> _TASK DIRECTIONS_
Repeat each entry in full, exactly.

> _EXCERPTED RECORDS_

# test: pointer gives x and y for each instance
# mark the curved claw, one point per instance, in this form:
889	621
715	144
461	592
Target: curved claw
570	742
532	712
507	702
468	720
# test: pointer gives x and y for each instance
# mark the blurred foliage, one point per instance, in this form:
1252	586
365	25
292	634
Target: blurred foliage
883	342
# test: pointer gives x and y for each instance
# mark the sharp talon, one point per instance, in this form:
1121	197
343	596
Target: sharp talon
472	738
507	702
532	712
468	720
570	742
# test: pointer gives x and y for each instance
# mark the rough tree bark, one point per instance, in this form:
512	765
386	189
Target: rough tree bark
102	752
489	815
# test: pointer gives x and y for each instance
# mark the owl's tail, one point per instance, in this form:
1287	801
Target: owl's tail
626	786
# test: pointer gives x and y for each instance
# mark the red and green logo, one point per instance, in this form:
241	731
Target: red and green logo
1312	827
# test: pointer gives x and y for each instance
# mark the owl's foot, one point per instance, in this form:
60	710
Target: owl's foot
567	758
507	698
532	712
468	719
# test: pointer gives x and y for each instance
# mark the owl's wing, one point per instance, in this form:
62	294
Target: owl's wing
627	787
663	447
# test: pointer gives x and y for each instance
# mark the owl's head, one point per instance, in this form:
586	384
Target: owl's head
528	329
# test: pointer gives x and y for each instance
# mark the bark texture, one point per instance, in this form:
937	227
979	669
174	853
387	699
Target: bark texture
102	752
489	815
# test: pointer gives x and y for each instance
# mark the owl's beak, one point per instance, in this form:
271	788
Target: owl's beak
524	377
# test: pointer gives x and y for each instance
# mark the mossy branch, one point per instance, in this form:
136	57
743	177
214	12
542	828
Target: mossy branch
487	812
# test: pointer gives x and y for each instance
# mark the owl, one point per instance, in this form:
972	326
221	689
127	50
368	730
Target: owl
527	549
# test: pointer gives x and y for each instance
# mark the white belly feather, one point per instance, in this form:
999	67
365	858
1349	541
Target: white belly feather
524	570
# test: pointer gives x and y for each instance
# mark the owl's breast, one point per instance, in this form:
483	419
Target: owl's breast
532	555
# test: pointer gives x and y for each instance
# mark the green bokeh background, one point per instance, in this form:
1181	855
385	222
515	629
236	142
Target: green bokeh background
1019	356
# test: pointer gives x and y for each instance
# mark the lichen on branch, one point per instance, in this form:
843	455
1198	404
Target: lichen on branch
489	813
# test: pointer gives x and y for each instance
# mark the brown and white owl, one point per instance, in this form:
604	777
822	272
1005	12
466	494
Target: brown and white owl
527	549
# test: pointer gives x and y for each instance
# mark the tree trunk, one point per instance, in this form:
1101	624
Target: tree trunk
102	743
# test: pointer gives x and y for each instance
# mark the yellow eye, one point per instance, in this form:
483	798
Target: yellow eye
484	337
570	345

> _TASK ANSWER_
# test: pointer gives x and y for each instance
# mark the curved claw, one point per instance, in this form:
889	621
715	144
461	592
Target: curved claw
570	742
532	712
507	702
468	720
# test: pointer gives x and y for each instance
# mark the blurred foliage, one point per instance, in this form:
1252	586
365	25
292	634
Target: blurred foliage
883	342
# test: pointer gives x and y for each instance
# mark the sharp talon, one point per instance, in this form:
1121	197
343	596
Target: sharp talon
472	738
507	702
532	712
468	720
570	742
# test: pointer gives x and y for each instance
# mark the rough tree bark, one point per instance, in this form:
512	765
386	189
Target: rough tree bark
102	752
489	815
# test: pointer gives x and y for each instance
# mark the owl's tail, one point per instance, in this form:
1287	801
Target: owl's tail
626	786
# test: pointer gives x and y for each instance
# mark the red and green logo, one point per instance, in this form:
241	731
Target: red and green logo
1312	827
# test: pointer gives x and y for each instance
# mark the owl's foot, one point per instance, in this form:
60	710
Target: owl's foot
567	758
507	698
532	712
468	719
# test: pointer gives x and y for each instance
# mark the owl's wing, one point per instance, in this form:
62	294
Target: owl's wing
627	787
663	447
# test: pointer gives x and y for each instance
# mark the owl's head, one point per instance, in this form:
586	384
Target: owl's head
528	329
# test: pointer gives x and y for each instance
# mark the bark texture, one point per instance, in this form:
937	227
979	669
174	853
387	699
Target: bark texture
102	752
489	815
# test: pointer gives x and y for each instance
# mark the owl's beak, one point per instance, in this form:
271	788
Target: owl's beak
524	377
# test: pointer gives x and y for each instance
# mark the mossy branch, one point per instance, in this form:
136	57
743	177
214	12
542	828
Target: mossy branch
487	812
# test: pointer gives x and y for each instance
# mark the owl, one point per instance, in this form:
972	326
221	689
127	50
368	730
Target: owl
527	549
# test: pointer gives x and y for each instance
# mark the white belly feather, one point per instance, in this form:
999	67
365	858
1349	541
Target: white belly feather
524	570
# test: pointer gives x and y for each instance
# mark the owl's breast, one point per instance, in this form:
483	419
Target: owl's breast
532	555
# test: pointer gives x and y for each instance
# mark the green bokeh background, one point per instance, in this form:
1181	855
385	222
515	629
236	142
Target: green bokeh background
1019	356
# test: pointer gives x and y for each instance
# mark the lichen on branch, one point per instance, in this form:
843	455
1198	404
Target: lichen on branch
489	813
# test: pointer gives x and y for each instance
# mark the brown and white owl, one point per instance, in this form:
604	777
822	272
1005	12
466	494
Target: brown and white owl
527	549
# test: pointer gives x and y for each instance
# mark the tree trunk, one point per instance, in this form:
1101	624
Target: tree trunk
102	743
# test: pointer gives x and y for each instance
# mark the yellow eye, one point per instance, in this form:
483	798
Target: yellow eye
484	337
570	345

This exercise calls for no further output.